---------- Listed records ----------
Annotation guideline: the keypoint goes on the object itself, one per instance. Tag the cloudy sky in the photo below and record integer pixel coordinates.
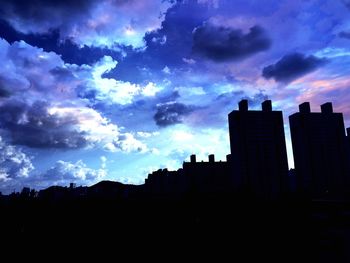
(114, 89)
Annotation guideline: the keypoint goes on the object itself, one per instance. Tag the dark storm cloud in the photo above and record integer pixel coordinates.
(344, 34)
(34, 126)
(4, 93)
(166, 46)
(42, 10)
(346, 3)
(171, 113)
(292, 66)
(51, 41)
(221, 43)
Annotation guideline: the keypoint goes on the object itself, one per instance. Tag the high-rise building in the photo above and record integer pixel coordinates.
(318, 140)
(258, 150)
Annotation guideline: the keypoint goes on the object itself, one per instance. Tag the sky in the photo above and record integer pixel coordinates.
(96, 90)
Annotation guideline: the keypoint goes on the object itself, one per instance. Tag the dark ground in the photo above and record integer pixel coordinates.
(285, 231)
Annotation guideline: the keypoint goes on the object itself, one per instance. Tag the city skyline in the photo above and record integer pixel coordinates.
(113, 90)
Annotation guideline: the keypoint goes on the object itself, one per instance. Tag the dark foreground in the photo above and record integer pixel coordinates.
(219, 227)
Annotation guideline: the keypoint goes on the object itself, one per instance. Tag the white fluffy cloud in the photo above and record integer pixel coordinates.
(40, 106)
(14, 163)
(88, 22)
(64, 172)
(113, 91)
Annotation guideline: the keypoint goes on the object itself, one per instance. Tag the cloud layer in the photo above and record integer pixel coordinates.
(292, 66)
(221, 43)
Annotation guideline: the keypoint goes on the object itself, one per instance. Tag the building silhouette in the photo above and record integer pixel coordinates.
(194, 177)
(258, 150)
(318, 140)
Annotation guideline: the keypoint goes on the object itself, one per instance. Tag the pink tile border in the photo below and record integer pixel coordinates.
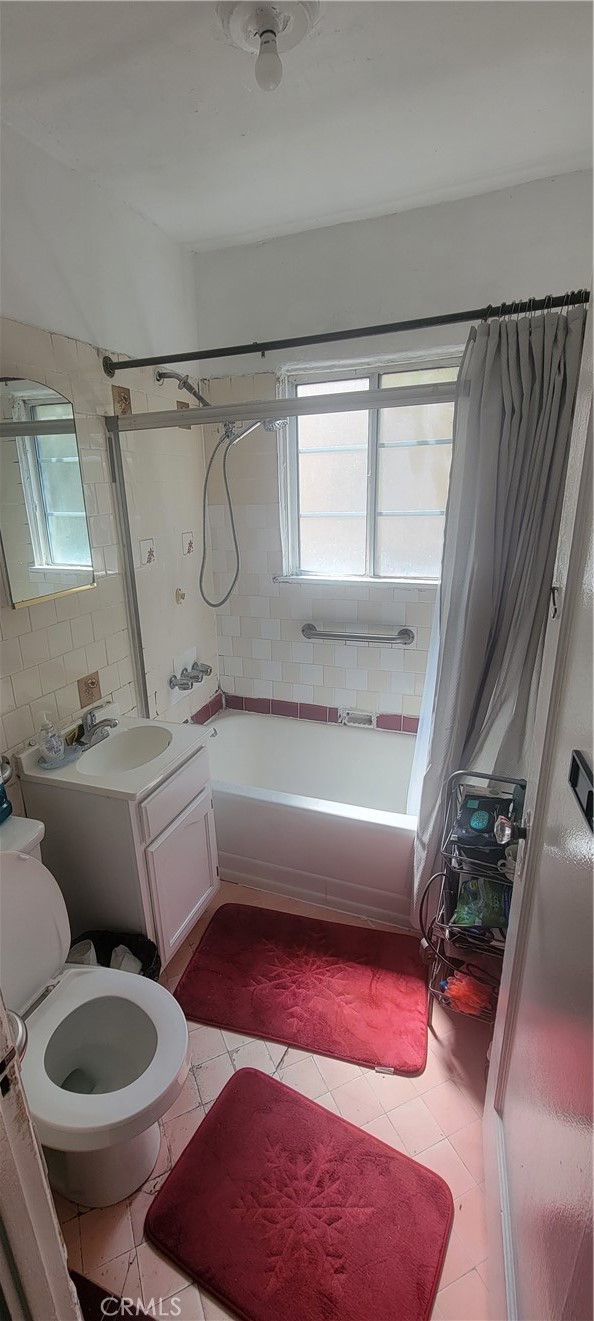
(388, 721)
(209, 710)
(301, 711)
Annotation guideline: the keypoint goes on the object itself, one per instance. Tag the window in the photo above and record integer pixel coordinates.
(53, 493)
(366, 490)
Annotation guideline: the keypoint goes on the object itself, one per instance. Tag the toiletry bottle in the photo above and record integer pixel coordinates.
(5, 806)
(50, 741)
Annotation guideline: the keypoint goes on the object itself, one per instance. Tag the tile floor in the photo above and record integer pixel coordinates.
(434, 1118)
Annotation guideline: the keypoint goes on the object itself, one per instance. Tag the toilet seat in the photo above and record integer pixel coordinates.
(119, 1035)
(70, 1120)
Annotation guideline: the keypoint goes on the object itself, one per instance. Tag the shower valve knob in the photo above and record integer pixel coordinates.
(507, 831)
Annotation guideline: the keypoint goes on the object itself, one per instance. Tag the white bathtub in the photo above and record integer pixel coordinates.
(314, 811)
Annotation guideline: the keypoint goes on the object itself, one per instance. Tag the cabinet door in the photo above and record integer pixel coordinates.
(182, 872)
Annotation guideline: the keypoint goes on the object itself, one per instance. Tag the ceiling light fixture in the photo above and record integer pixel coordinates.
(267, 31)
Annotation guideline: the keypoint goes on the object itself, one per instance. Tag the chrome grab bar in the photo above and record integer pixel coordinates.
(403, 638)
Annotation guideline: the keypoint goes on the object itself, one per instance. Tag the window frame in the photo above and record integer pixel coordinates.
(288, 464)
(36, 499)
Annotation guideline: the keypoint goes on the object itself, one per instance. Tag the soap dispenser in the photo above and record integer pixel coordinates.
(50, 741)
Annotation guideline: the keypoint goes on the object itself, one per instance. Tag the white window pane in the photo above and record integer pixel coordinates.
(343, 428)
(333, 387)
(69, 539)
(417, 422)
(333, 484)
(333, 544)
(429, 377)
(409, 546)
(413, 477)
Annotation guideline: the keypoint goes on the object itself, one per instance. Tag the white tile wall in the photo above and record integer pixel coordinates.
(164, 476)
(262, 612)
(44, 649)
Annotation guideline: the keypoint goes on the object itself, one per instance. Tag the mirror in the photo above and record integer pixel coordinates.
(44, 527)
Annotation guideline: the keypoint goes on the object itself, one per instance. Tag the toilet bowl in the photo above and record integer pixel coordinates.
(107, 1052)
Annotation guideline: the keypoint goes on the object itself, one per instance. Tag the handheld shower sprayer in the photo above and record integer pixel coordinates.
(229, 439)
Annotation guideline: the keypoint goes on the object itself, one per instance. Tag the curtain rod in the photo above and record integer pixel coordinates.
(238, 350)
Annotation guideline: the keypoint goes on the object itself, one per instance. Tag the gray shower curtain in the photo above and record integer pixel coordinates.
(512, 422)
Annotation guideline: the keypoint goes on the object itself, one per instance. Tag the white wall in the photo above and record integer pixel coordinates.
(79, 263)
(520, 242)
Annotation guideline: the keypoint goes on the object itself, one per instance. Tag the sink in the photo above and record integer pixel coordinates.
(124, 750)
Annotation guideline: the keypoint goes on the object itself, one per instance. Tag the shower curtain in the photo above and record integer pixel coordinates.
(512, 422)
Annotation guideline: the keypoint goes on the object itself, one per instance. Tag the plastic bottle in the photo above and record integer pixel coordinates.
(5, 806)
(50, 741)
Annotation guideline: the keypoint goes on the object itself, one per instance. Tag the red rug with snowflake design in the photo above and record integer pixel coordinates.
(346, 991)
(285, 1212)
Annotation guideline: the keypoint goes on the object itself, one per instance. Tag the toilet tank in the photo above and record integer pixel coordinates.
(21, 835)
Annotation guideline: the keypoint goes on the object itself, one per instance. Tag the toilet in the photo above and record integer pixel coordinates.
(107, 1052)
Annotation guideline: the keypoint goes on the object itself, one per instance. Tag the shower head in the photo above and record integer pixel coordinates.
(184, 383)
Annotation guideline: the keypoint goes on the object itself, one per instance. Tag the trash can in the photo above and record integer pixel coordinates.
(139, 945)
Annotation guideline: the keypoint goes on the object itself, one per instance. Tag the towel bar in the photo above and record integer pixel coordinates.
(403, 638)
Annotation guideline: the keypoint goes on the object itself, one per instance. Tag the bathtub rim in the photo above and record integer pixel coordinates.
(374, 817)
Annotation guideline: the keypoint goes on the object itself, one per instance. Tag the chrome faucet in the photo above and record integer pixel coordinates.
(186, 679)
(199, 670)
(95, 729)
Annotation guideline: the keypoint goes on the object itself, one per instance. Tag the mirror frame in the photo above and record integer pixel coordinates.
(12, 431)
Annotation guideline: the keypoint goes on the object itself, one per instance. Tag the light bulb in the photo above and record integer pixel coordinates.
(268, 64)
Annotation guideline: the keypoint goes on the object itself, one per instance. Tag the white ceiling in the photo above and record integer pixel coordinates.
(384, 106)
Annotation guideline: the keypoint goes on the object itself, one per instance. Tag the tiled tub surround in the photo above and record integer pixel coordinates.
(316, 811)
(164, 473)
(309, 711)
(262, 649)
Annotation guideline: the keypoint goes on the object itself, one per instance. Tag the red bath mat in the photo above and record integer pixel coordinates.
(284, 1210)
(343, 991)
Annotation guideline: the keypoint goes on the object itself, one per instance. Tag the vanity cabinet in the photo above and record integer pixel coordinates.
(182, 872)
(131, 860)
----------
## Required task
Print exactly the lines above, starting at the line that contains "Tag the light" and ending with the last line of the records, both included.

## Response to this task
Annotation guideline: the keypoint goes on the object itself, one per instance. Tag the light bulb in the photo above and record integer pixel coordinates.
(268, 64)
Annotation guideline: the keypoint goes on the object itself, one per instance. Tag the white ceiling in the photo above and record integer pixel coordinates.
(384, 106)
Annotation guideline: the keypoint goes on the object itself, one per instance. Tag the tiled tub surround in the photo above and record integer pixel coordinates.
(316, 811)
(164, 473)
(309, 711)
(262, 649)
Annotation guideline: the keypoint goes on the object itself, one per instance. Tag the red bath mat in the photo above and record integer pixel coordinates.
(284, 1210)
(343, 991)
Annotation guideline: the keypoint goes on the object itself, one per instance. Tag the vanity cabinet in the photo above and record integer pixel coordinates.
(182, 872)
(131, 860)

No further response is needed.